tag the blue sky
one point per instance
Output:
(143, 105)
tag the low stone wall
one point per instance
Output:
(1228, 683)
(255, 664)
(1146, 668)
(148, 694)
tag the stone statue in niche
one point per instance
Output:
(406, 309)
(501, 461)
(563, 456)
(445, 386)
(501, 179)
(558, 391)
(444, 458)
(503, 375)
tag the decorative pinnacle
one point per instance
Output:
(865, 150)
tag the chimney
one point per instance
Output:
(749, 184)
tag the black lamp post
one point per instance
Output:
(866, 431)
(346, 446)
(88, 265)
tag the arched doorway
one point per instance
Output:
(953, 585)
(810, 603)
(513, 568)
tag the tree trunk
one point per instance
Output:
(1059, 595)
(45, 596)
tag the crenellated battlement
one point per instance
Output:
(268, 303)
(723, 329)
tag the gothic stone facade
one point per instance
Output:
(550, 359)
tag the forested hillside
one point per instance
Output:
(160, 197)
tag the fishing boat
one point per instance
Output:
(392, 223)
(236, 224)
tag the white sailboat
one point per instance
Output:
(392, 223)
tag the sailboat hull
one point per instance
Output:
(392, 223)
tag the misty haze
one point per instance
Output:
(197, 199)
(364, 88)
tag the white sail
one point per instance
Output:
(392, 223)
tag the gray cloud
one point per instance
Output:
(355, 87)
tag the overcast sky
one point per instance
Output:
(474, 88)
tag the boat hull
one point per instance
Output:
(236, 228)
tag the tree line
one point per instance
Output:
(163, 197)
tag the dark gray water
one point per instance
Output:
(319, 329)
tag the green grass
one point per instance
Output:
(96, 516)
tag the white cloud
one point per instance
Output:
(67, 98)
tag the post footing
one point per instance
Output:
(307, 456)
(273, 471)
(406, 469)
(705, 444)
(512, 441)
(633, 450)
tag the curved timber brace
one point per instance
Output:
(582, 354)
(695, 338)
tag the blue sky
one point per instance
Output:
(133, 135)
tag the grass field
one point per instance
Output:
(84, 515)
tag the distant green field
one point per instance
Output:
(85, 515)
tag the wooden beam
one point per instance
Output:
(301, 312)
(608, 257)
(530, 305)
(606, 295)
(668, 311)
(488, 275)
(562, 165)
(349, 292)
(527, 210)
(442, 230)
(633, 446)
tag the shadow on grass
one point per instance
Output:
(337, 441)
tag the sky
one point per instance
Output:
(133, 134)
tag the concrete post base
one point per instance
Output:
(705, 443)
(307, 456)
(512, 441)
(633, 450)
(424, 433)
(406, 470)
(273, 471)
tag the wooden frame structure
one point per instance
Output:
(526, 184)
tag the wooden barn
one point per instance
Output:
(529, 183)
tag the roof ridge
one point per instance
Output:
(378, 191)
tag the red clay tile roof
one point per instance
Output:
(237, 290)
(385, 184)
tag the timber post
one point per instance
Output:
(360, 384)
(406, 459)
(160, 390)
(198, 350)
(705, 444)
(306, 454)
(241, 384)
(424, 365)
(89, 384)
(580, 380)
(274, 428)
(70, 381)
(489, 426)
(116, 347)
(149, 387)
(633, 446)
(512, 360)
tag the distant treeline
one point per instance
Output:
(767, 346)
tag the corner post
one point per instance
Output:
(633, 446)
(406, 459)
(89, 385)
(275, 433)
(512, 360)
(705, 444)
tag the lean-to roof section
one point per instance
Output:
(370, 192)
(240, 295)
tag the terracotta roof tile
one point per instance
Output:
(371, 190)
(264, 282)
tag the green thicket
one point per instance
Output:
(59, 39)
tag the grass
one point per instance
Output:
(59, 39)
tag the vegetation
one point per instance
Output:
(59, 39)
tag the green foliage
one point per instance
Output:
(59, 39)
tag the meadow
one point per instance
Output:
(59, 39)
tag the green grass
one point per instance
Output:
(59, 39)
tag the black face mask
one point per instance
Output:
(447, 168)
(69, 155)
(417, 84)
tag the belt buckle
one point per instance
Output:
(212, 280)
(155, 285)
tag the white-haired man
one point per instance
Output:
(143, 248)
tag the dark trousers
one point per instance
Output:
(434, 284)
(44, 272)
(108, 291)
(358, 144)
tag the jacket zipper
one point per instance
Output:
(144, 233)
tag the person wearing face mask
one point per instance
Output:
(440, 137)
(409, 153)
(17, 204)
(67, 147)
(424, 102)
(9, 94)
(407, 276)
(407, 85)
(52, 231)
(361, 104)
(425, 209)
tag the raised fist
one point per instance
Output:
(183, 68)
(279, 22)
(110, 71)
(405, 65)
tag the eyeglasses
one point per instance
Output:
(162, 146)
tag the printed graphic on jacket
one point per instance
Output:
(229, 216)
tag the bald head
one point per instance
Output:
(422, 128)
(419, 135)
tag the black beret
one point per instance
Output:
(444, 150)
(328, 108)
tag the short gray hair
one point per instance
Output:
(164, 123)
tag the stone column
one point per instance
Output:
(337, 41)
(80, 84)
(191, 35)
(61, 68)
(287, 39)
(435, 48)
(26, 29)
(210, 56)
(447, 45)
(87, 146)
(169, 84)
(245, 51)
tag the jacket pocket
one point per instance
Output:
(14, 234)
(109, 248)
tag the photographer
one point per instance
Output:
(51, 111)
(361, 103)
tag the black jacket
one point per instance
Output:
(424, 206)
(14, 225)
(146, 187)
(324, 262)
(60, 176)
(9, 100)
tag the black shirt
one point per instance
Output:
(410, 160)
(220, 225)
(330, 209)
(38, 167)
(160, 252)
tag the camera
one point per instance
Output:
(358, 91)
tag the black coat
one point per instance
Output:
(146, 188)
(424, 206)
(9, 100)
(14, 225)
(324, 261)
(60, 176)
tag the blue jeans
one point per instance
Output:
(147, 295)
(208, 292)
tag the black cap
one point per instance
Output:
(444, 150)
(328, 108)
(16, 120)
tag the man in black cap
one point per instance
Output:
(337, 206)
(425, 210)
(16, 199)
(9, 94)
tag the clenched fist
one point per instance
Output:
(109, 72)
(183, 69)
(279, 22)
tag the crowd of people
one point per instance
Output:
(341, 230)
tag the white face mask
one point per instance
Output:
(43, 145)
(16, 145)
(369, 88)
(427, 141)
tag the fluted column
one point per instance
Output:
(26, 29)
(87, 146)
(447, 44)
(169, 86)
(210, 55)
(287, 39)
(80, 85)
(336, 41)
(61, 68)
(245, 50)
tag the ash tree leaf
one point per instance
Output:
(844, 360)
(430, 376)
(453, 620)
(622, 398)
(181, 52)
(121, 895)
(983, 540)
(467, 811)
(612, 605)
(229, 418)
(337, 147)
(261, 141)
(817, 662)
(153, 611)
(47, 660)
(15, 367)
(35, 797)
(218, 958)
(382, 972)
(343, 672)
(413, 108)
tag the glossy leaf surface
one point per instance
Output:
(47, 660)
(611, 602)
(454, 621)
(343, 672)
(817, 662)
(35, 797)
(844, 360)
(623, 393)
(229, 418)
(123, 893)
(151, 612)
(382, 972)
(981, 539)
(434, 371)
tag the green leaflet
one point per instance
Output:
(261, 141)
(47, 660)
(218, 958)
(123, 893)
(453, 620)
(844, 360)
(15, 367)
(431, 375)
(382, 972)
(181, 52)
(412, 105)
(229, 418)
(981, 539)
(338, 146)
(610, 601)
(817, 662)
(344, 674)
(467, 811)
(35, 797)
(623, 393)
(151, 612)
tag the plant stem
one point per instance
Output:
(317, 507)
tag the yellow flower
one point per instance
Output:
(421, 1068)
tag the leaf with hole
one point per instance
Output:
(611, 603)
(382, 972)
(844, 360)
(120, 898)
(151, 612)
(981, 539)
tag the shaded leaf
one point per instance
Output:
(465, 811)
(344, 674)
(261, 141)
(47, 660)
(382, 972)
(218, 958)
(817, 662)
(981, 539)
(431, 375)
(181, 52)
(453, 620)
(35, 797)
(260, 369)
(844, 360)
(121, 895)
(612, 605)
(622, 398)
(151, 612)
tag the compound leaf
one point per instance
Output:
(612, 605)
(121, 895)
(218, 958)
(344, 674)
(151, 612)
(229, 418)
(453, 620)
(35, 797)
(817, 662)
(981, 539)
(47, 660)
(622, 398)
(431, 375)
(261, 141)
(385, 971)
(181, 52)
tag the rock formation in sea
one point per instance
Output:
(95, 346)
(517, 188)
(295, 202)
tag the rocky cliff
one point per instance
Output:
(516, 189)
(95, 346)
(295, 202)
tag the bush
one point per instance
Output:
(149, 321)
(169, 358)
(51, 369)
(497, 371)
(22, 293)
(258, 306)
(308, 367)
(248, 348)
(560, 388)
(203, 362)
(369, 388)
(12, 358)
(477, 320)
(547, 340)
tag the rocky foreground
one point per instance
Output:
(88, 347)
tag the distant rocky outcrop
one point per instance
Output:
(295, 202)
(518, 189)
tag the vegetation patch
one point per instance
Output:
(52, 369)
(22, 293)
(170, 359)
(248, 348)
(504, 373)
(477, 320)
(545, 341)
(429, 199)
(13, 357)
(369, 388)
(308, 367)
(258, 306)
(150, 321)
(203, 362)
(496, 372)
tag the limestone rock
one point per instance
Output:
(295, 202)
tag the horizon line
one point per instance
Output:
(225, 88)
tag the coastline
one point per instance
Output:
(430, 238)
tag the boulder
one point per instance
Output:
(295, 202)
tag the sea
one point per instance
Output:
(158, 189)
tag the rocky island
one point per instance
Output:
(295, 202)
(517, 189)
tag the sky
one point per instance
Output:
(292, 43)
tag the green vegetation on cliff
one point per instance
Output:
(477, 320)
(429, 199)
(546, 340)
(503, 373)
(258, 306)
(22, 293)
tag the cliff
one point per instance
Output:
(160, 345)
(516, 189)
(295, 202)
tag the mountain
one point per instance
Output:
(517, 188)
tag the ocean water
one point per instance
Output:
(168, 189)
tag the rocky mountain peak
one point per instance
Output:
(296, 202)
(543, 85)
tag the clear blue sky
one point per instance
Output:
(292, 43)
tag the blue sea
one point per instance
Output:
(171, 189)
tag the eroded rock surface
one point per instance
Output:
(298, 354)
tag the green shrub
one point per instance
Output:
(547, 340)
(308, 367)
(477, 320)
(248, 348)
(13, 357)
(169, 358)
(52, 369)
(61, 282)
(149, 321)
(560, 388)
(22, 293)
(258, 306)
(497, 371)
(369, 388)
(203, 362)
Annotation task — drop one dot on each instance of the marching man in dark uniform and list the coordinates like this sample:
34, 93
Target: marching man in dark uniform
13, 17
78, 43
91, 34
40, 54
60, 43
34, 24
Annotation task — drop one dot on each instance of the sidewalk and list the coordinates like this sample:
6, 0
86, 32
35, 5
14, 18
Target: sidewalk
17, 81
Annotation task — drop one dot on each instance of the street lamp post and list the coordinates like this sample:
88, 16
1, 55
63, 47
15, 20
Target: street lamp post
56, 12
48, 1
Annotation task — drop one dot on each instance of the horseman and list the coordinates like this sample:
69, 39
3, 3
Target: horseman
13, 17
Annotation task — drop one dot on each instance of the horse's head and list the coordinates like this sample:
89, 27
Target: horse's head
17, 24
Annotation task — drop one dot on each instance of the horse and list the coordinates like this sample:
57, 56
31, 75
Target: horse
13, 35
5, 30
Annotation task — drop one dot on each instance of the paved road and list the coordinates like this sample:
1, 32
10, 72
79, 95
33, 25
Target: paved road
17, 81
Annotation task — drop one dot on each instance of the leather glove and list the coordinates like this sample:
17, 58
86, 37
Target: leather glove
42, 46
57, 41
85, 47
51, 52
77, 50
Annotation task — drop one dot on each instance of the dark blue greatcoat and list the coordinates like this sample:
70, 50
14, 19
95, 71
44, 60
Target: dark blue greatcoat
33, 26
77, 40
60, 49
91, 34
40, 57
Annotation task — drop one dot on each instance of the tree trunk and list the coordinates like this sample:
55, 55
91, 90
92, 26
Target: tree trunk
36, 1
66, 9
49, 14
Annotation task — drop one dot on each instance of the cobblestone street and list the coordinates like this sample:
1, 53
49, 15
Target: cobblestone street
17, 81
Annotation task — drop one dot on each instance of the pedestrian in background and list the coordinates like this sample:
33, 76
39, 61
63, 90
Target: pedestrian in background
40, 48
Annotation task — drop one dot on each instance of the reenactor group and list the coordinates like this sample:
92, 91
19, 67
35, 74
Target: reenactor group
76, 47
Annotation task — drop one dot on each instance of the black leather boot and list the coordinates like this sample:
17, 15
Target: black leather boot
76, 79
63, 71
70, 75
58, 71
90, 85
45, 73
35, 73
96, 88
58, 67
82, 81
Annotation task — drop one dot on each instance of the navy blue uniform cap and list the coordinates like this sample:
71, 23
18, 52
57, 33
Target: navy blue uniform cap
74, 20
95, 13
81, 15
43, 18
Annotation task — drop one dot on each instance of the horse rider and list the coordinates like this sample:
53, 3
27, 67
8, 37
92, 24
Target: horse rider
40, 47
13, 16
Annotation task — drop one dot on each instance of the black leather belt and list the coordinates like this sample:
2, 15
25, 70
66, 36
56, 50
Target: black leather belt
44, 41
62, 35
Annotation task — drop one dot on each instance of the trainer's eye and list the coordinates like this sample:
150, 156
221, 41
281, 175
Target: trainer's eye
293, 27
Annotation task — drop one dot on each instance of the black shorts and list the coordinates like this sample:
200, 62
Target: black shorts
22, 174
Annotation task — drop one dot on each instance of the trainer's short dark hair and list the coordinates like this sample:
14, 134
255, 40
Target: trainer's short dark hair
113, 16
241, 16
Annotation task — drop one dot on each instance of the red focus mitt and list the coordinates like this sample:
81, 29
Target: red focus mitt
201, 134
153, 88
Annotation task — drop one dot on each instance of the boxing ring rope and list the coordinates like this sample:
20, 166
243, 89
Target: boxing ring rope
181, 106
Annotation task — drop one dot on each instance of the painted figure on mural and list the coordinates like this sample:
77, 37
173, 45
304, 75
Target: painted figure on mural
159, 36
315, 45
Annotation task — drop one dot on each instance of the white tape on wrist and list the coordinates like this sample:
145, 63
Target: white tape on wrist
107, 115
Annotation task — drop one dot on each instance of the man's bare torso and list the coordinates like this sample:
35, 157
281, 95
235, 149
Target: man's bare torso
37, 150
———
Reproduce exactly the lines from the one with "of the navy" through the end of the entries above, both ends included.

Annotation task — drop one dot on each instance of the navy blue uniform cap and list the coordinates like this sample:
71, 23
18, 52
57, 33
Target: navy blue uniform cap
74, 20
95, 13
81, 15
43, 18
Annotation task — drop one dot on each instance of the horse rider and list the coordinates like this sample:
53, 3
27, 67
8, 37
92, 24
Target: horse rider
40, 47
13, 16
Annotation task — drop one dot on each instance of the black leather belt and list the coordinates like this sample:
2, 15
25, 70
66, 36
56, 50
Target: black leather belt
44, 41
62, 35
Annotation task — drop one dot on each instance of the trainer's eye and list the coordinates like this sample:
150, 156
221, 41
281, 175
Target: trainer's eye
293, 27
Annotation task — drop one dot on each instance of the black shorts and list the coordinates like this sample:
200, 62
Target: black shorts
22, 174
Annotation task — drop one dot on each instance of the trainer's short dark hair and list the coordinates like this sample:
14, 134
255, 40
Target: trainer's short dark hair
113, 16
241, 16
Annotation task — drop one dot on each instance of the red focus mitt and list the coordinates like this sample:
81, 29
Target: red focus mitt
201, 134
153, 88
Annotation task — drop one dot on each instance of the boxing ring rope and list the coordinates like this sample:
20, 166
243, 89
Target: boxing ring rope
181, 106
Annotation task — drop one dot on each instance of the painted figure on mural and list the coordinates like this sample:
77, 37
173, 45
304, 75
Target: painted figure on mural
159, 36
315, 45
Annotation task — drop one dot on each instance of the white tape on wrist and list the coordinates like this sample:
145, 63
Target: white tape on wrist
107, 115
Annotation task — drop one dot on each instance of the man's bare torso and list the coordinates like this sample:
35, 157
281, 95
235, 149
Target: man's bare torso
37, 150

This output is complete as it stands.